> _Directions_
Could you copy every one of the records below verbatim, line for line, changing nothing?
::: Data listing :::
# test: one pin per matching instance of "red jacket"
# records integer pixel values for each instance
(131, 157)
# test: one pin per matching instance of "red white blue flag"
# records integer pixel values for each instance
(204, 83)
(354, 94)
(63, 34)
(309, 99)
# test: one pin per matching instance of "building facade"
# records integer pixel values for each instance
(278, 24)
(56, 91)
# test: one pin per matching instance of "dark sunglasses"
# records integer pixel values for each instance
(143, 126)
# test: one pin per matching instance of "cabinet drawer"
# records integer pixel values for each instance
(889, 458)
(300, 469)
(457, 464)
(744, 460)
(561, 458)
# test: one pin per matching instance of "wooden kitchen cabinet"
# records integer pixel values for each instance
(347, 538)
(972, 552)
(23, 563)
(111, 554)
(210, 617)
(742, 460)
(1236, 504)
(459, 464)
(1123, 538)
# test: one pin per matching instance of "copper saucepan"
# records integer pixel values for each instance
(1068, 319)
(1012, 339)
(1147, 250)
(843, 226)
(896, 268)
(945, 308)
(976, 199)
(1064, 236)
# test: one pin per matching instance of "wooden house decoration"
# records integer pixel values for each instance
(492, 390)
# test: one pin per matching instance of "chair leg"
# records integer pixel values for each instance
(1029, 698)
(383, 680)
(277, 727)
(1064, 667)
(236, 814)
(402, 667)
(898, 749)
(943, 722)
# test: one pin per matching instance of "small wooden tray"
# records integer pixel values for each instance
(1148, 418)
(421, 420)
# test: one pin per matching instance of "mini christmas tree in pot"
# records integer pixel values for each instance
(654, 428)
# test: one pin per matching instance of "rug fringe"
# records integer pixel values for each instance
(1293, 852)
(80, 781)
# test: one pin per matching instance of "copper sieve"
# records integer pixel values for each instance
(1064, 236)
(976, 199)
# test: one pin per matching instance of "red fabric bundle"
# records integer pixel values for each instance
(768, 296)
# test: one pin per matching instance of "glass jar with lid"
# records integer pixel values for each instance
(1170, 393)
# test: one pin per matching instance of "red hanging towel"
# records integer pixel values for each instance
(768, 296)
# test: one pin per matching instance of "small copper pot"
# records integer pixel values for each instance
:::
> _Response_
# test: one pin per matching instance of "red jacket"
# records integer pixel values for each instance
(131, 157)
# test: one pin per matching instance of "red white blue flag"
# records integer pixel values for each instance
(204, 83)
(354, 94)
(63, 34)
(309, 99)
# test: one pin per matching instance of "building facade"
# records integer pixel values for each instance
(278, 24)
(56, 91)
# test: one pin per matching instance of "dark sunglasses"
# records integer pixel values for each instance
(143, 126)
# test: one pin per matching instance of "cabinet drawer"
# records integer pixel values for each instance
(889, 458)
(300, 469)
(457, 464)
(744, 460)
(561, 458)
# test: one pin per matching instance of "wooden kitchen cabinet"
# records integer pixel values for each instance
(347, 538)
(972, 552)
(23, 563)
(111, 554)
(210, 617)
(742, 460)
(1236, 504)
(459, 464)
(1123, 538)
# test: one pin per matching instance of "copper saucepan"
# records integer pixel values for each instance
(1068, 319)
(1012, 339)
(1147, 250)
(843, 226)
(896, 268)
(945, 308)
(976, 199)
(1064, 236)
# test: one pin per matching instance of "wooden house decoration"
# records integer pixel values for each instance
(492, 390)
# test: one pin per matching instance of "chair leg"
# records integer pixel values for each instance
(1029, 698)
(383, 680)
(277, 727)
(1064, 667)
(236, 814)
(402, 667)
(898, 749)
(943, 722)
# test: one pin per matching instance of "small wooden tray"
# records integer pixel values for each instance
(1148, 418)
(421, 420)
# test: one pin per matching instance of "mini christmas tree in pot"
# records integer pixel values for each instance
(654, 428)
# test: one pin per matching instance of "rug fringe"
# records integer pixel values for each instance
(1293, 852)
(80, 781)
# test: one pin per matching instance of "copper sieve"
# records integer pixel values for each instance
(1064, 236)
(976, 199)
# test: one pin per matching instance of "red fabric bundle"
# records integer pixel values for each instance
(768, 296)
# test: one pin per matching instance of "glass jar with lid"
# records integer pixel values for each instance
(1170, 393)
# test: one pin per matching instance of "red hanging towel"
# records integer pixel values for each instance
(768, 296)
# test: one pin per matching instance of "small copper pot"
# records integer pixel values for each instance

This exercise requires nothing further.